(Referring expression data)
---------------
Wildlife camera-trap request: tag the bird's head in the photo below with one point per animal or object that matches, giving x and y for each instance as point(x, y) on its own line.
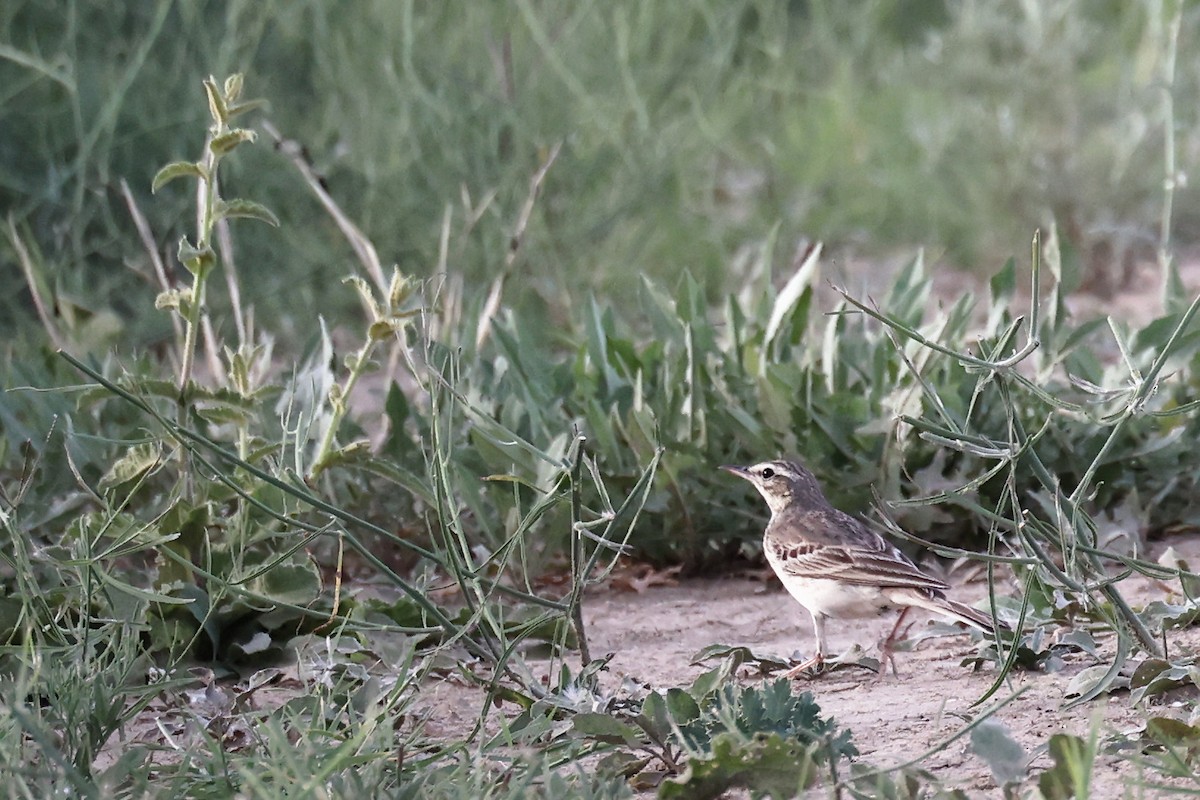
point(783, 483)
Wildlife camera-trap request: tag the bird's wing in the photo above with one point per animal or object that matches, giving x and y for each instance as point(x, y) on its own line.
point(864, 564)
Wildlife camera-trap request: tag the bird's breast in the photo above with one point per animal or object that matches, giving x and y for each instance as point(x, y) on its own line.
point(835, 599)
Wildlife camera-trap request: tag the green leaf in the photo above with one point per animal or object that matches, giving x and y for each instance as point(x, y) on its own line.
point(198, 260)
point(247, 210)
point(607, 729)
point(768, 763)
point(177, 169)
point(1072, 768)
point(222, 144)
point(790, 295)
point(136, 461)
point(1005, 757)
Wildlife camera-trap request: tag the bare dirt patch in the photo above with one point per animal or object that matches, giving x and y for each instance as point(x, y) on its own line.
point(894, 719)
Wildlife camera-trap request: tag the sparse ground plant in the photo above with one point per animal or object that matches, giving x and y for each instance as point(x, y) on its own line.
point(234, 563)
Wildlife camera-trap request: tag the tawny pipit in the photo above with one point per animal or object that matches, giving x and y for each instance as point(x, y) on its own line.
point(834, 565)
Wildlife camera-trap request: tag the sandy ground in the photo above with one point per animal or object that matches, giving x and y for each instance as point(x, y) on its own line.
point(654, 635)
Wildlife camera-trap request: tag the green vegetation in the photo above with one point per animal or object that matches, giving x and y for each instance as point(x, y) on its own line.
point(579, 281)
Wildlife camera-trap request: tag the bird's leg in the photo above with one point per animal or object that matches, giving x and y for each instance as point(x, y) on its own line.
point(887, 657)
point(816, 661)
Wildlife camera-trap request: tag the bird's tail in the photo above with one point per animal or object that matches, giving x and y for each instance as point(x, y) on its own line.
point(951, 608)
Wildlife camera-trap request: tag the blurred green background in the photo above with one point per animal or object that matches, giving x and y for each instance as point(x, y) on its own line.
point(697, 136)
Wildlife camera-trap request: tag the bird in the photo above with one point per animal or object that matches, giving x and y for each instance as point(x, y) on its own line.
point(835, 566)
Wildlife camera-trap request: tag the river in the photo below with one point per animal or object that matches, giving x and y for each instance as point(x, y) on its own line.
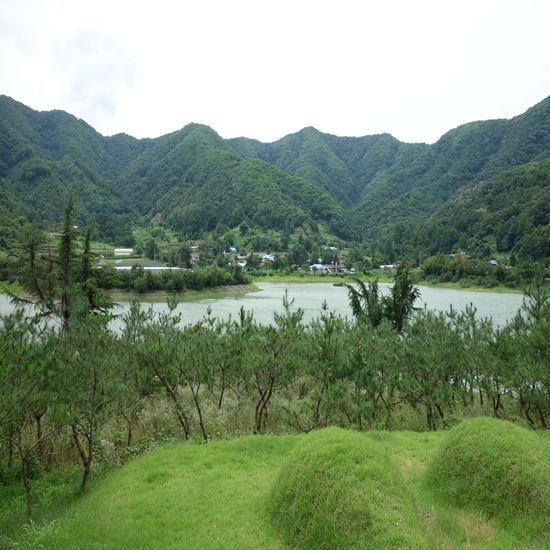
point(268, 300)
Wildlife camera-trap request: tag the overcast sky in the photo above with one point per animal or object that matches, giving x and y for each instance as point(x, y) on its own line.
point(264, 69)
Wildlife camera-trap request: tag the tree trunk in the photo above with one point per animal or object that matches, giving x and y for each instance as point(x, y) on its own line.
point(429, 415)
point(86, 457)
point(261, 409)
point(199, 411)
point(24, 464)
point(182, 415)
point(541, 416)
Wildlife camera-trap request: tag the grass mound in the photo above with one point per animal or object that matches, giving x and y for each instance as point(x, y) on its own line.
point(339, 489)
point(494, 466)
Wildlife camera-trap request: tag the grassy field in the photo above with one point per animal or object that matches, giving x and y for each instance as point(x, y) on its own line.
point(328, 489)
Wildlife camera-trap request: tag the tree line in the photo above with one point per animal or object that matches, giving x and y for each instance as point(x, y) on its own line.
point(68, 377)
point(65, 375)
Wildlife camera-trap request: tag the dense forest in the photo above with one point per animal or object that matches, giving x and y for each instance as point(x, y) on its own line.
point(481, 189)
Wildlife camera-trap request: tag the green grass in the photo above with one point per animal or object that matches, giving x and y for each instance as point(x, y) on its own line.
point(328, 489)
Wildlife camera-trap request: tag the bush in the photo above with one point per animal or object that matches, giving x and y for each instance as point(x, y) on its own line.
point(493, 466)
point(339, 489)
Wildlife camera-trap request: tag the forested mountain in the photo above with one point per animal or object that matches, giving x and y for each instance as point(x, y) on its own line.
point(403, 198)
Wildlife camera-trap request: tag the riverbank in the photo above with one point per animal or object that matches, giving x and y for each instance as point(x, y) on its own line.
point(119, 295)
point(380, 276)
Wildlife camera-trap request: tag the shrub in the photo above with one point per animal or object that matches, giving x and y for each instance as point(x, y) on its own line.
point(494, 466)
point(339, 489)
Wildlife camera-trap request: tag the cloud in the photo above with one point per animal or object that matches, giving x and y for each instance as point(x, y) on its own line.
point(94, 71)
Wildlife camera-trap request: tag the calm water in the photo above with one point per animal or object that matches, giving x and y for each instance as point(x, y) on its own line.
point(500, 307)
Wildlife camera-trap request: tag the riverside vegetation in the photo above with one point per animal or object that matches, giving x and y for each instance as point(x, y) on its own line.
point(435, 423)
---------------
## ACTIVITY
Repeat each entry above exactly. Omit the pictures.

## SOLUTION FOR THIS PROBLEM
Wildlife camera-trap request: tag the bird's head in the photo below with one point per animal or object that matches, giving x and y for each instance as point(x, y) on its own line.
point(783, 483)
Wildlife camera-trap request: tag the bird's wing in the photo above with one point per animal or object that matches, giving x and y for each instance as point(x, y) on its own line.
point(864, 564)
Wildlife camera-trap request: tag the bird's breast in the photo above with one point per animal or object that matches, giving x and y for each instance as point(x, y) on its own line.
point(835, 599)
Wildlife camera-trap request: tag the green leaf in the photo above with one point per animal or object that matches, giving x and y for each instance as point(x, y) on its own line.
point(198, 260)
point(247, 210)
point(607, 729)
point(768, 763)
point(177, 169)
point(1072, 768)
point(222, 144)
point(790, 295)
point(136, 461)
point(1005, 757)
Wildlife camera-trap request: tag the bare dirt patch in the photo above with one point per animal or object that matches, giving x and y for each instance as point(x, y) on its own line.
point(894, 719)
Wildlife camera-trap request: tag the sparse ground plant in the photo above with one point per animal or object that matches, giving x and y for each instance as point(x, y) on its own line.
point(234, 563)
Wildlife camera-trap request: tag the tawny pipit in the photo above with one point per animal or object that matches, giving x and y for each instance as point(x, y) on its own line.
point(834, 565)
Wildlife camera-trap request: tag the sandy ground in the photo above with one point per animal or object that matches, giving x and y for each instance as point(x, y) on its own line.
point(654, 635)
Wildlife camera-trap request: tag the green vegetation in the photo above with one point per animal or object that matches, giving x and y for each instance as point(x, y) on its own line.
point(579, 281)
Wildlife camera-trap request: tag the bird's leg in the photo above with one point per animal or object that matches, giving x and y for each instance as point(x, y) on its own line.
point(887, 657)
point(816, 661)
Wildlife camera-trap request: tag the bird's tail in the photo above with one point per animal or object that matches, giving x and y for each instance as point(x, y) on its own line.
point(951, 608)
Wildlife camera-trap request: tag the blurred green background in the photo above with one point per animal or object that matches, giving x and y for each instance as point(x, y) on its own line.
point(697, 136)
Wildlife camera-trap request: tag the bird in the photo above with one point per animal or object that matches, giving x and y for each instance as point(x, y) on its own line.
point(835, 566)
Wildlife camera-trap request: tag the river in the photo below with one point per animal or object that matches, giving x and y for each instance as point(x, y) on its own line.
point(268, 300)
Wildlife camera-trap request: tag the overcast sky in the photo above with one point per animal or object that matches, giving x and y for each instance as point(x, y) on its own line.
point(264, 69)
Wildlife camera-trap request: tag the tree trunk in the photo above with one point per animal or object that matches, giving x and y for each instance as point(x, y) on its own line.
point(429, 415)
point(86, 457)
point(261, 409)
point(199, 411)
point(24, 464)
point(182, 415)
point(541, 416)
Wildlife camera-trap request: tag the grass mound in the photo above with one point per animal or object that matches, giving x and y for each instance as point(x, y) on its own line.
point(339, 489)
point(494, 466)
Wildlife camera-trap request: tag the grassy field in the photo above with one point per animal or object that matches, giving x and y for each instance as point(x, y) on its own line.
point(328, 489)
Wildlife camera-trap request: tag the tree line in the photo above with one point per animal or object that matches, giving x and y for each instance as point(x, y) on its own line.
point(68, 377)
point(65, 375)
Wildlife camera-trap request: tag the dense forest in the photo above with one point per animal or object that matches, giving x and y for each instance as point(x, y) on its own line.
point(481, 189)
Wildlife camera-trap request: tag the green grass in the photo above with one point per animal or object that matches, giving x and y for each instance as point(x, y) on its own line.
point(328, 489)
Wildlife camera-trap request: tag the bush in the photo above with one point per animal or object that matches, giving x and y for each instance as point(x, y) on its own line.
point(493, 466)
point(339, 489)
Wildlife camera-trap request: tag the forested mountain in the photo above with one point per animal or object that matches, giving x and y for each instance as point(x, y) on its own line.
point(403, 198)
Wildlife camera-trap request: tag the riverbank in the photo above with one point per animal or object that matches, giving x and y for each instance as point(x, y) on its own line.
point(119, 295)
point(380, 276)
Wildlife camera-trap request: tag the shrub in the photo above with one point per animal or object that matches, giving x and y for each instance as point(x, y) on its own line.
point(494, 466)
point(339, 489)
Wildlife camera-trap request: tag the cloud in the photo above with one point per animal or object that matches, giving x and y for each instance as point(x, y) on its own line.
point(94, 71)
Wildlife camera-trap request: tag the calm water in the photo above with one point per animal or object that matches, giving x and y for each instance as point(x, y) on its own line.
point(500, 307)
Wildlife camera-trap request: tag the riverside vegetation in the photo above with one point per animal or object that matches, giving x and y for each instance as point(x, y) on its own line.
point(435, 423)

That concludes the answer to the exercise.